**Do this**
Lay out every line of the rows below as a Markdown table with two columns, Number and Line, skipping blank lines. Leave the pictures out of the table.

[Location annotation dataset excerpts]

>>>

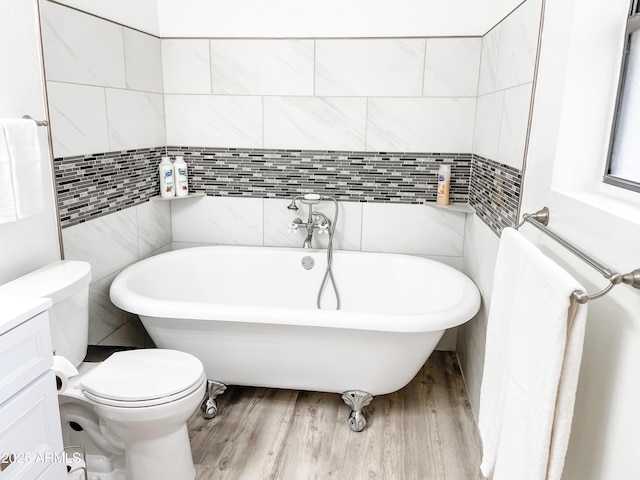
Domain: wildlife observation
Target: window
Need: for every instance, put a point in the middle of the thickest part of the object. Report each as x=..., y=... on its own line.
x=623, y=168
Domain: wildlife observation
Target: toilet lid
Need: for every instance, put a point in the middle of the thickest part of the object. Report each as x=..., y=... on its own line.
x=143, y=377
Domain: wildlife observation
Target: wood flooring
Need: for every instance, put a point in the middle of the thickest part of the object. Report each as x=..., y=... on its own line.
x=425, y=431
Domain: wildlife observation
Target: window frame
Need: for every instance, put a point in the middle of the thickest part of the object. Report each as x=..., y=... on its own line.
x=633, y=24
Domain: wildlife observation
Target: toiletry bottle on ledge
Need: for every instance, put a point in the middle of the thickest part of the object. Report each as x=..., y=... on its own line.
x=180, y=174
x=167, y=183
x=444, y=183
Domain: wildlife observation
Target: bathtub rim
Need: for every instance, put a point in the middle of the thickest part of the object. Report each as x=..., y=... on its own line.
x=442, y=319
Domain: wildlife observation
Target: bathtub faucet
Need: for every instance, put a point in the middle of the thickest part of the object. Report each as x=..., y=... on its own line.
x=319, y=221
x=316, y=220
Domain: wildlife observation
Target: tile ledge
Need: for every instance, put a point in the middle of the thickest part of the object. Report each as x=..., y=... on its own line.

<<<

**Exercise solution**
| Number | Line |
|---|---|
| 1 | Domain: wildlife observation |
| 2 | Target: window |
| 3 | Need: for every instance, put a point in the middle of the thickest part of the object. Report each as x=..., y=... on its own line. |
| 4 | x=623, y=168 |
| 5 | Domain: wildlife observation |
| 6 | Target: toilet lid |
| 7 | Need: for every instance, put a point in the middle of the thickest part of the object. Report each as x=..., y=... on its own line. |
| 8 | x=143, y=377 |
| 9 | Domain: wildlife observation |
| 10 | Target: wood flooring |
| 11 | Need: for every instance, put a point in the middle of the thickest part of the object. Report each as x=..., y=... on its own line. |
| 12 | x=425, y=431 |
| 13 | Domain: wildlife observation |
| 14 | Target: window frame |
| 15 | Need: for every instance, put a point in the middle of the thickest part of the object. Report each as x=..., y=... on its own line. |
| 16 | x=633, y=24 |
| 17 | Domain: wildlife observation |
| 18 | Target: toiletry bottle on ledge |
| 19 | Need: for every instance, put a point in the middle of the thickest part of the object. Report each as x=..., y=... on its own line. |
| 20 | x=180, y=174 |
| 21 | x=167, y=183 |
| 22 | x=444, y=183 |
| 23 | Domain: wildlife observation |
| 24 | Target: bathtub rim |
| 25 | Need: for every instance, put a point in the middle of the thickest part of the object. Report each as x=..., y=... on its own line. |
| 26 | x=442, y=319 |
| 27 | Domain: wildlife observation |
| 28 | Target: bathtub faucet |
| 29 | Need: for every instance, put a point in the middle of the thickest part of the object. Report each as x=..., y=... on its own line. |
| 30 | x=319, y=221 |
| 31 | x=316, y=220 |
| 32 | Domain: wildlife observation |
| 33 | Target: tile ledge |
| 34 | Need: for every instance, put a point in the middle of the thickest part of the object. Report each as x=..., y=... on its own line. |